-- Begin --

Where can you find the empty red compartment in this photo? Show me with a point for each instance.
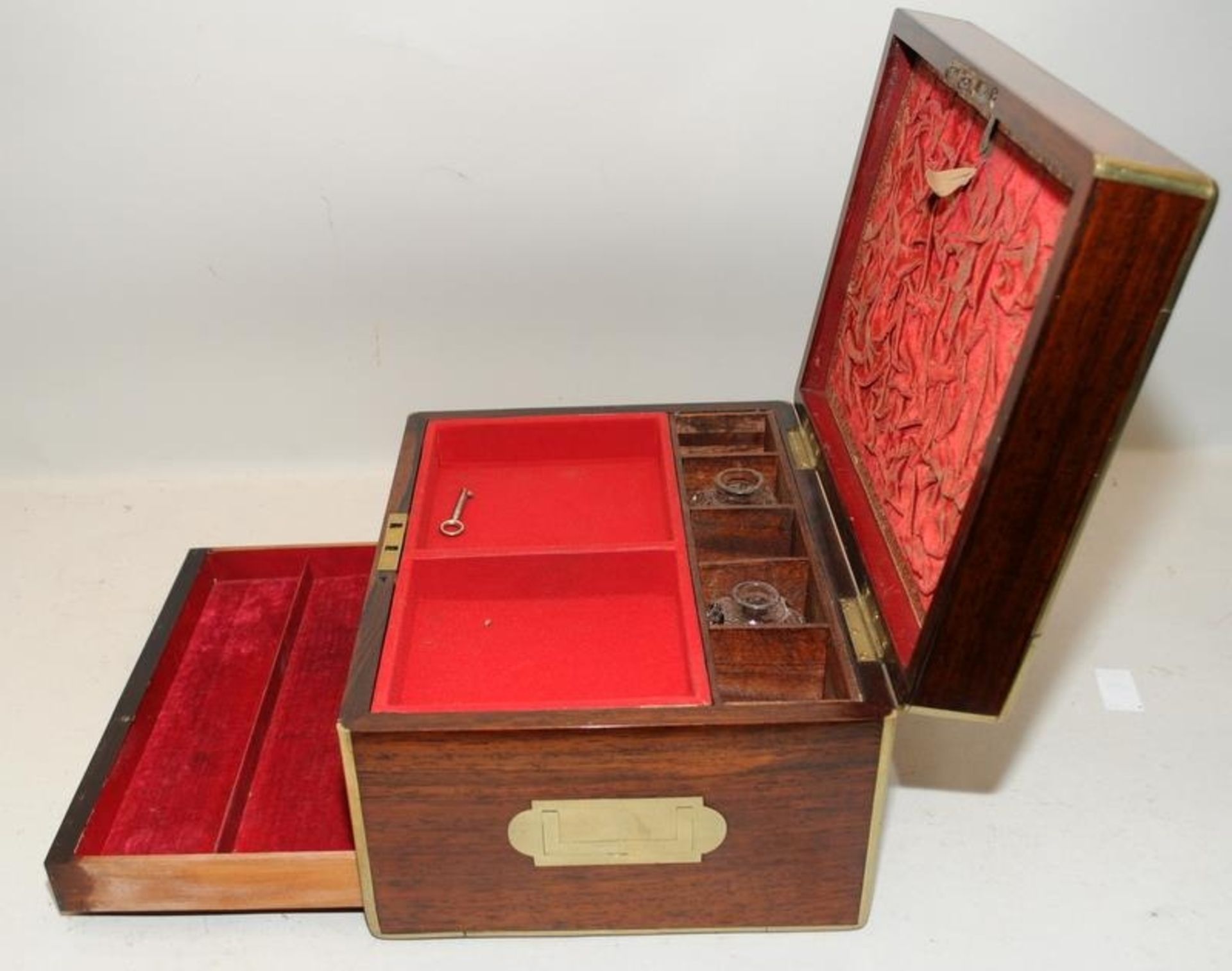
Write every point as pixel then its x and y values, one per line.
pixel 546 482
pixel 543 632
pixel 570 585
pixel 234 747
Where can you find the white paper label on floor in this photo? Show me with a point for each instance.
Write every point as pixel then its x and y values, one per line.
pixel 1118 689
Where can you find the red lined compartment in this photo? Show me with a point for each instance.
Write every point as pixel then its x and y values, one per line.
pixel 546 482
pixel 234 746
pixel 570 586
pixel 922 326
pixel 543 632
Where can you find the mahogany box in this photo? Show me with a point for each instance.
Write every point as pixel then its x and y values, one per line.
pixel 638 668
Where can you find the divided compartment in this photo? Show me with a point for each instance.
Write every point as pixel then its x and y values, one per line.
pixel 225 786
pixel 733 482
pixel 769 663
pixel 570 586
pixel 762 541
pixel 724 432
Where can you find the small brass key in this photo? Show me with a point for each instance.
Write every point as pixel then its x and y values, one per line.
pixel 454 526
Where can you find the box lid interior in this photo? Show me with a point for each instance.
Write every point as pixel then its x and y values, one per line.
pixel 924 329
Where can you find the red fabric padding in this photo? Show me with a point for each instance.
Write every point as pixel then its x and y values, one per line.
pixel 920 335
pixel 233 746
pixel 570 586
pixel 546 482
pixel 543 632
pixel 300 756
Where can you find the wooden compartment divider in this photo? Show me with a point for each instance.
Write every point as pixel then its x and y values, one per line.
pixel 757 541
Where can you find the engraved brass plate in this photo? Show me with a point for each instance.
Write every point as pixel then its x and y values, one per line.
pixel 610 832
pixel 391 543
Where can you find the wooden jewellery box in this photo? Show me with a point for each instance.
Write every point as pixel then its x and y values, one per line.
pixel 649 681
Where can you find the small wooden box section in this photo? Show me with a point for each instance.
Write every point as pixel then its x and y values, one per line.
pixel 218 783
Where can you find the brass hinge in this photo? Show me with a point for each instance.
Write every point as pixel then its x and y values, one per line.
pixel 864 625
pixel 392 541
pixel 803 448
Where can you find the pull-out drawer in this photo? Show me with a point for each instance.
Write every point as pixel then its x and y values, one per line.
pixel 218 782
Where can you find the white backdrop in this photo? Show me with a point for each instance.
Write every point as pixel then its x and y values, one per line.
pixel 253 235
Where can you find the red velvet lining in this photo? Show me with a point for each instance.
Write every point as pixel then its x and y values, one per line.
pixel 922 326
pixel 570 586
pixel 233 747
pixel 546 482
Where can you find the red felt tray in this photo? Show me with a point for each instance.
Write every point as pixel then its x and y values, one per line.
pixel 234 747
pixel 570 586
pixel 920 333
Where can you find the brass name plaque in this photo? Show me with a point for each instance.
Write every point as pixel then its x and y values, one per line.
pixel 610 832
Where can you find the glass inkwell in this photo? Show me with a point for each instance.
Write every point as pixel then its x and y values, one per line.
pixel 753 604
pixel 736 486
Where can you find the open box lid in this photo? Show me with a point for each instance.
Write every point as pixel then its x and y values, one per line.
pixel 975 355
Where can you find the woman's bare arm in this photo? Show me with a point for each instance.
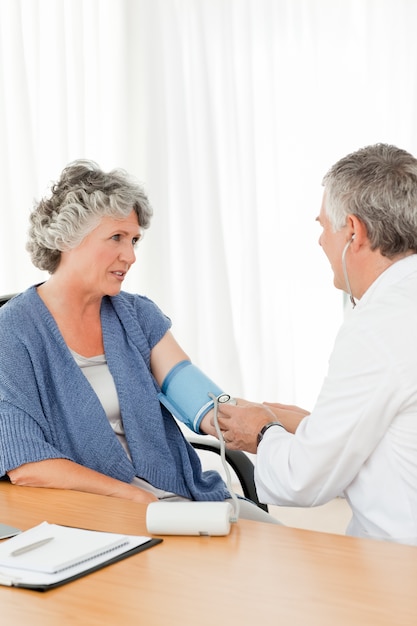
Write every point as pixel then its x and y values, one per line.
pixel 65 474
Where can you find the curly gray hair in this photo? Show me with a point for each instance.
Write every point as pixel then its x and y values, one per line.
pixel 81 197
pixel 378 184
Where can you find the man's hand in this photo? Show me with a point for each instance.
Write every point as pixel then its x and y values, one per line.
pixel 241 424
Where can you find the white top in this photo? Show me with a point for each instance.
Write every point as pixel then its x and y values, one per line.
pixel 97 372
pixel 360 440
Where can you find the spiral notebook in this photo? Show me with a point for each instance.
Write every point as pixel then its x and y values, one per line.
pixel 49 555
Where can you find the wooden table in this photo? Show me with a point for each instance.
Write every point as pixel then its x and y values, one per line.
pixel 259 574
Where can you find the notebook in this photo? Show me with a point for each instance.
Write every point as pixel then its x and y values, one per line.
pixel 48 555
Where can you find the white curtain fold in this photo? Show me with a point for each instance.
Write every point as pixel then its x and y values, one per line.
pixel 230 112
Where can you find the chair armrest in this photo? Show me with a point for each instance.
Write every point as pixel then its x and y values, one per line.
pixel 239 462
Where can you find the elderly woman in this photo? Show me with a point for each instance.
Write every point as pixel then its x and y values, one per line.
pixel 82 362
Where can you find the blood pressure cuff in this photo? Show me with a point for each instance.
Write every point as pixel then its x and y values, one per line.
pixel 184 393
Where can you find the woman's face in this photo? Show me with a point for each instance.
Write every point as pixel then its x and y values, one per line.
pixel 103 258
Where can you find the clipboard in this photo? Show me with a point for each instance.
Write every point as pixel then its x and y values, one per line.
pixel 47 565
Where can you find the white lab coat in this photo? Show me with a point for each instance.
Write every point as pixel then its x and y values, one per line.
pixel 360 440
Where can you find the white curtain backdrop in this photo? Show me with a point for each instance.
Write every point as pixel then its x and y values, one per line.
pixel 230 112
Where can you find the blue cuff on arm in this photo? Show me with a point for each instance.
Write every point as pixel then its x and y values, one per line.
pixel 184 393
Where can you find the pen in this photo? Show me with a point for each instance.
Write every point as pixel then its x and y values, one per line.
pixel 31 546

-- End --

» Goal of the exercise
Please print all of the data above line for line, without changing a character, and leave out the pictures.

» Expected answer
Where can you find the empty red compartment in this photo? Show me with a point for each instance.
Write every point as pixel then its x and y values, one per line.
pixel 546 482
pixel 543 632
pixel 570 585
pixel 234 747
Where can you find the white paper label on floor in this photo? Show me with a point for each instance.
Write every point as pixel then its x and y values, one per line.
pixel 1118 689
Where can you find the red lined compartment in this photo? Show me with a point for each instance.
Write every point as pixel then its x and y values, one per line.
pixel 546 482
pixel 234 746
pixel 570 586
pixel 922 326
pixel 543 632
Where can you find the mahogany box in this photo? Show me with a point for each instance.
Write every point as pixel then its x and y values, one per line.
pixel 638 668
Where can you find the divided compartment in this photo? Show me with a point for each instance.
Write every point as pixel then its x and y values, one per line.
pixel 225 786
pixel 733 482
pixel 769 663
pixel 570 586
pixel 762 541
pixel 724 432
Where can you find the small brass key in this photo? Show me with a point for each instance.
Write every point as pixel then its x and y values, one per line.
pixel 454 526
Where can you find the box lid interior in this photo? Show me with a point for each instance.
Write every point as pixel then its x and y values, one per line.
pixel 924 329
Where can you find the red fabric padding in this photo? Show me with a point for each instance.
Write every point as pixel then its x and y values, one per line.
pixel 920 335
pixel 233 746
pixel 570 586
pixel 546 482
pixel 543 632
pixel 300 756
Where can you find the wooden compartment divider in this photo? Show me with a point for each instance.
Write every point as pixel then its x and y values, one per line.
pixel 757 541
Where can you find the engraved brass plate in this photo? Show me with a point for each instance.
Write every point as pixel then its x and y values, one per line.
pixel 610 832
pixel 391 543
Where can you find the wooden jewellery box in this photo? Show me with a point for each instance.
Write every point as pixel then its x and y values, one per line.
pixel 649 681
Where can you find the small wooden box section in this photo? Show me with a point for each instance.
Write every point as pixel then its x and y values, one per line.
pixel 218 783
Where can you find the brass hinge in this photo? Show me with a point for each instance.
Write every point as pixel then its x and y values, one per line.
pixel 864 625
pixel 392 541
pixel 803 448
Where can you find the pull-out drawer in this photo? Show me with a point for each instance.
Write every point as pixel then its x and y values, one per line.
pixel 218 782
Where can you find the white backdrop in this photo? Show me with a point for each instance.
Write every point as pixel then its x and y values, one per line.
pixel 253 235
Where can you find the red velvet lining in this photo? Show me with a point for each instance.
Write every point as pixel then its x and y values, one per line.
pixel 922 326
pixel 570 586
pixel 233 747
pixel 546 482
Where can you find the red felt tray in this photo? Show me with a point for each instance.
Write every point as pixel then its x and y values, one per line.
pixel 234 747
pixel 570 586
pixel 920 333
Where can you find the brass name plaque in this photo? Show me with a point for each instance.
Write every point as pixel then its x and y values, one per line.
pixel 610 832
Where can you find the glass inkwell in this photo? Show me with a point for each instance.
Write every point as pixel then its x and y values, one per line.
pixel 753 604
pixel 736 486
Where can you find the open box lid in this photo? Show me with a point for each instance.
Write every point as pixel then its x and y values, one per line.
pixel 975 355
Where can you find the woman's bare arm in this photo? Show me with a point for each instance.
Write every point as pixel then its x and y values, one per line.
pixel 65 474
Where can you find the curly gray hair in this photo? Show me with a point for each instance.
Write every point as pixel then its x and y values, one per line.
pixel 81 197
pixel 378 184
Where can you find the man's hand in this photo? Show me with a point for each instance.
Write every point as pixel then its x and y values, one per line.
pixel 241 424
Where can you find the white top in this photo? Show me with a point for each instance.
Write every point as pixel then its x and y values, one per line.
pixel 97 372
pixel 360 440
Where can you find the spiral notebook in this photo? Show me with a point for each instance.
Write every point as pixel then its x and y values, one per line.
pixel 49 555
Where can you find the wooden table in this photo? Show me with a point for each instance.
Write every point as pixel then its x and y values, one per line.
pixel 259 574
Where can you find the notebook in this photo? Show me with a point for each instance.
Write every point as pixel then its x and y values, one per line.
pixel 48 555
Where can you find the white curtain fold in this photo? Show me with a point for each instance.
Write every point as pixel then its x and y values, one per line.
pixel 230 112
Where can you find the chair armrest in this photo? Show me with a point for each instance.
Write every point as pixel then its x and y values, one per line.
pixel 239 462
Where can you find the elderly woman in this photo? Show me with a point for each instance.
Write every point as pixel then its x and y values, one per line.
pixel 82 362
Where can you find the blood pressure cuff in this photo? Show me with a point for each instance.
Write every point as pixel then its x and y values, one per line.
pixel 184 393
Where can you find the woman's face in this photo? Show me with a point for each instance.
Write every point as pixel then its x and y values, one per line.
pixel 103 258
Where can you find the clipboard in this photo? Show me with a point for each instance.
Write every point as pixel then its x and y values, one per line.
pixel 47 565
Where can you find the white lab coat in this photo? Show me with a point for each instance.
Write every point as pixel then its x and y values, one per line.
pixel 360 440
Where can you find the white curtain backdrop in this photo? Show me with a point for each instance.
Write every point as pixel then its x and y values, one per line.
pixel 230 112
Where can you find the blue cuff on arm in this photo? Show me with a point for each instance.
Write every point as pixel then its x and y values, one per line.
pixel 184 393
Where can you find the pen in this photo? Show me with a point for each instance.
Write every point as pixel then its x and y values, one per line.
pixel 31 546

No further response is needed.